EXERCISE DETAILS
Render the listing below as a JSON array of strings with one string per line, skipping any blank lines.

DATA FOR PROCESSING

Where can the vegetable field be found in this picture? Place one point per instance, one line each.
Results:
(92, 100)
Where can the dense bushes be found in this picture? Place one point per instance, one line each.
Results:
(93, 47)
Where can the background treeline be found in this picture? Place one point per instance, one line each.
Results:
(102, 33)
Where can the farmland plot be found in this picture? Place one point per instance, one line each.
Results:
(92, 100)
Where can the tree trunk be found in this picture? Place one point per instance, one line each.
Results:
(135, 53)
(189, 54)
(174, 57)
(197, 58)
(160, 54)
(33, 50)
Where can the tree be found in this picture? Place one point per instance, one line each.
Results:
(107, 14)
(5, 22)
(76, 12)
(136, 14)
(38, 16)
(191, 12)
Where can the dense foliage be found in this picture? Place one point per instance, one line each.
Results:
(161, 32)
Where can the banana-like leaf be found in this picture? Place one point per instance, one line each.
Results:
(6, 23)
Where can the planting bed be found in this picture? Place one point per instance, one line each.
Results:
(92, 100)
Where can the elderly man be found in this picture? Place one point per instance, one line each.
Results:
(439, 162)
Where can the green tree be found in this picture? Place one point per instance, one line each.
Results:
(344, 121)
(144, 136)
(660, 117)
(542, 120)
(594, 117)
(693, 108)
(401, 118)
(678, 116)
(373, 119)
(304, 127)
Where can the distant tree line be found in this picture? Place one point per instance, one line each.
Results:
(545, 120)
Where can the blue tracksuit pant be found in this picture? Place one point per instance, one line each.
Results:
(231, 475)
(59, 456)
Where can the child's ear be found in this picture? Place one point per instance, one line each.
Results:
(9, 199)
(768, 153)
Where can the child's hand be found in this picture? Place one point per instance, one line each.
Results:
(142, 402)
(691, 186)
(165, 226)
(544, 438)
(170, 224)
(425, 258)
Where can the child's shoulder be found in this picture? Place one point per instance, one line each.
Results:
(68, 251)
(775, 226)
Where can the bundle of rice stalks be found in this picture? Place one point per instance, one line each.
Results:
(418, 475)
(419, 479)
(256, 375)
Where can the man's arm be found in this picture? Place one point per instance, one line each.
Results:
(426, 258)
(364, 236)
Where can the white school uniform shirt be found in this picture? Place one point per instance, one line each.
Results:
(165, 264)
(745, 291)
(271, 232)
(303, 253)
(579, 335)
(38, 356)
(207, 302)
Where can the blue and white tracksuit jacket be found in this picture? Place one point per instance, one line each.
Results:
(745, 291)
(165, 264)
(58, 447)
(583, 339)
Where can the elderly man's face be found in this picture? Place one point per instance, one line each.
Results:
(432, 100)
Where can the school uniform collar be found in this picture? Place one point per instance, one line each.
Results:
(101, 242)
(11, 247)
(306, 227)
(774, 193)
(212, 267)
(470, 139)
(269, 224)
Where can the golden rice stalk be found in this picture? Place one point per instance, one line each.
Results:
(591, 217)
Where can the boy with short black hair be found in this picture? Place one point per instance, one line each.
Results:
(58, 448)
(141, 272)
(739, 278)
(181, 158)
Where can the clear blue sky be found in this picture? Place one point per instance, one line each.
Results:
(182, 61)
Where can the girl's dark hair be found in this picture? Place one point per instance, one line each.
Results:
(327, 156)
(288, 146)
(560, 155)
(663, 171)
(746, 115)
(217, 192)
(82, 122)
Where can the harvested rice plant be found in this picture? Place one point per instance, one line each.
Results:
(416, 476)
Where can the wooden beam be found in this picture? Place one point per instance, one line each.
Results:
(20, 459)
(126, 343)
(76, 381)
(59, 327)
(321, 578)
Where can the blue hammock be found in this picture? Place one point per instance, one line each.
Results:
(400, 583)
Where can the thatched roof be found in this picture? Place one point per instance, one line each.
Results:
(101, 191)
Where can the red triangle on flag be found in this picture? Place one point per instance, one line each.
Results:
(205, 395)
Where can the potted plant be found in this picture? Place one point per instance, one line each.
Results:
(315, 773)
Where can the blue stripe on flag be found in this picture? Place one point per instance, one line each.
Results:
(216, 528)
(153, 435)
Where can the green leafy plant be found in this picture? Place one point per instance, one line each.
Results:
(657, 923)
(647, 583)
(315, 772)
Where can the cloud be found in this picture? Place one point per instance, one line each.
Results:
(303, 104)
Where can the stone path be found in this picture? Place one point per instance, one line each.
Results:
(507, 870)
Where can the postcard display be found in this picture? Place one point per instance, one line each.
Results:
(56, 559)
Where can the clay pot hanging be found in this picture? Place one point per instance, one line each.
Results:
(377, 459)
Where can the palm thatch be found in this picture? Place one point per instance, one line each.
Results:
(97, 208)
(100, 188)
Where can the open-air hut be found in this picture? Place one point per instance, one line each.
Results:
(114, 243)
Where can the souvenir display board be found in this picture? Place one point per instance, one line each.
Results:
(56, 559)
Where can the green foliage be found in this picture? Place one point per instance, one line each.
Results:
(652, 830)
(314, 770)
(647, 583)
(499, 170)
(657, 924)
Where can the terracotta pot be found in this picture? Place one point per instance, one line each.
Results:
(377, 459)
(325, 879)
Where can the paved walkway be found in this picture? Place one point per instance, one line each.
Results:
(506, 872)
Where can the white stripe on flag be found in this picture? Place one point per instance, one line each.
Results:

FULL SOLUTION
[
  "Where can the vegetable field be found in this picture? Place one point per instance, one line each.",
  "Results:",
  "(92, 100)",
  "Where can the dense bushes be found in this picture? Place one point per instance, one line each.",
  "Results:",
  "(93, 47)",
  "Where can the background treeline be found in this picture? Place one point per instance, one line each.",
  "Results:",
  "(102, 33)",
  "Where can the farmland plot be found in this picture? Place one point per instance, one line each.",
  "Results:",
  "(92, 100)",
  "Where can the tree trunk be found in this picture? Place one point per instance, one line each.",
  "Results:",
  "(135, 53)",
  "(189, 54)",
  "(174, 57)",
  "(197, 58)",
  "(160, 54)",
  "(33, 50)",
  "Where can the tree be found in this picture? Place one point per instance, one line each.",
  "Results:",
  "(107, 14)",
  "(5, 22)",
  "(76, 12)",
  "(136, 14)",
  "(38, 16)",
  "(191, 12)",
  "Where can the dense foliage be found in this picture? Place one point per instance, one line each.",
  "Results:",
  "(161, 32)",
  "Where can the banana-like leaf be found in this picture? Place one point per instance, one line each.",
  "Results:",
  "(6, 23)",
  "Where can the planting bed be found in this picture? Place one point per instance, one line each.",
  "Results:",
  "(92, 100)",
  "Where can the elderly man be found in this picture? Place one point per instance, one line each.",
  "Results:",
  "(439, 162)",
  "Where can the green tree be found in this picture? Place one point per instance, one line each.",
  "Results:",
  "(344, 121)",
  "(144, 136)",
  "(660, 117)",
  "(542, 120)",
  "(594, 117)",
  "(693, 108)",
  "(401, 118)",
  "(678, 116)",
  "(373, 119)",
  "(304, 127)",
  "Where can the distant tree line be found in this picture? Place one point per instance, one line each.",
  "Results:",
  "(545, 120)",
  "Where can the blue tracksuit pant be found in this picture? Place one point per instance, one line each.",
  "Results:",
  "(231, 475)",
  "(59, 456)",
  "Where can the child's ear be found in this picture? Place one point per instance, one line each.",
  "Results:",
  "(9, 199)",
  "(768, 153)",
  "Where can the child's hand be found in this picture? Place one point per instance, one line each.",
  "Results:",
  "(142, 402)",
  "(691, 186)",
  "(165, 226)",
  "(544, 438)",
  "(170, 224)",
  "(425, 258)",
  "Where can the child's shoulder be found in this picture? Place one point per instance, one line each.",
  "Results:",
  "(68, 251)",
  "(775, 226)",
  "Where can the bundle of rice stalks be found in this picture? Place one point per instance, one line each.",
  "Results:",
  "(418, 475)",
  "(419, 479)",
  "(256, 375)",
  "Where can the man's arm be found in this picture? Place one point per instance, one line each.",
  "Results:",
  "(426, 258)",
  "(364, 236)",
  "Where can the white school uniform shirt be found in this picture? Place one point per instance, one line each.",
  "Results:",
  "(165, 264)",
  "(745, 291)",
  "(271, 232)",
  "(303, 253)",
  "(579, 335)",
  "(38, 356)",
  "(207, 302)",
  "Where can the blue and white tracksuit jacket be found in this picture? Place one point per instance, one line each.",
  "Results:",
  "(745, 291)",
  "(165, 264)",
  "(58, 447)",
  "(583, 339)",
  "Where can the elderly man's face be found in this picture? Place one point per instance, one line each.",
  "Results:",
  "(432, 100)",
  "Where can the school uniform collar be found in this picture? Place one point per instance, one line each.",
  "Results:",
  "(101, 242)",
  "(11, 247)",
  "(306, 227)",
  "(774, 193)",
  "(212, 267)",
  "(470, 139)",
  "(269, 224)",
  "Where can the golden rice stalk be found in this picture? Place one point per instance, one line each.",
  "Results:",
  "(591, 217)",
  "Where can the boy with short black hair be found in this picture? Place one point per instance, one line each.",
  "Results:",
  "(58, 448)",
  "(141, 272)",
  "(739, 278)",
  "(181, 158)",
  "Where can the clear blue sky be found in this picture? Place one point per instance, one line each.",
  "Results:",
  "(182, 61)",
  "Where can the girl's dark hair be found in this picture? Place one point per instance, one line each.",
  "Results:",
  "(327, 156)",
  "(288, 146)",
  "(560, 155)",
  "(663, 171)",
  "(746, 115)",
  "(217, 192)",
  "(82, 122)",
  "Where can the harvested rice plant be found in this picture? Place one point per instance, one line each.",
  "Results:",
  "(416, 476)",
  "Where can the wooden beam be found in this picture? Place one point per instance, one line each.",
  "Results:",
  "(20, 459)",
  "(126, 343)",
  "(76, 381)",
  "(59, 327)",
  "(321, 578)",
  "Where can the blue hammock be found in this picture? Place one point per instance, one line each.",
  "Results:",
  "(400, 583)",
  "Where can the thatched roof be found in this picture? Place one point per instance, one line each.",
  "Results:",
  "(101, 191)",
  "Where can the red triangle on flag be found in this picture? Place one point per instance, one line each.",
  "Results:",
  "(205, 395)",
  "Where can the potted plant be found in this picture? Place one point per instance, one line each.",
  "Results:",
  "(315, 773)",
  "Where can the blue stripe on flag be found in this picture? Place one point per instance, one line each.",
  "Results:",
  "(216, 528)",
  "(153, 435)",
  "Where can the green leafy plant be found in this picture? Place one point per instance, one line each.",
  "Results:",
  "(657, 923)",
  "(647, 583)",
  "(315, 772)",
  "Where can the cloud be found in this picture? Place one point per instance, one line each.",
  "Results:",
  "(303, 104)",
  "Where can the stone path be found in this picture? Place one point per instance, one line each.",
  "Results:",
  "(507, 870)",
  "Where can the postcard display be found in this picture? Place one point per instance, one line each.",
  "Results:",
  "(56, 559)",
  "Where can the clay pot hanging be found in this picture? Place one point per instance, one line each.",
  "Results:",
  "(377, 459)",
  "Where can the palm thatch be found in this picture? Place one point per instance, one line each.",
  "Results:",
  "(97, 208)",
  "(100, 188)",
  "Where can the open-air hut be found in this picture? Place one point per instance, one line each.",
  "Results:",
  "(114, 243)",
  "Where can the souvenir display board be found in this picture? Place one point per instance, one line each.",
  "Results:",
  "(56, 559)",
  "Where can the green foliage be found in this picture? Place one point per instance, one line each.",
  "Results:",
  "(652, 830)",
  "(314, 770)",
  "(647, 583)",
  "(499, 170)",
  "(657, 924)",
  "Where can the terracotta pot be found in this picture? Place one point per instance, one line each.",
  "Results:",
  "(377, 459)",
  "(325, 879)",
  "Where can the paved walkway be found in this picture? Place one point per instance, one line each.",
  "Results:",
  "(506, 872)",
  "Where can the white stripe on flag be found in this picture? Place one point per instance, one line each.",
  "Results:"
]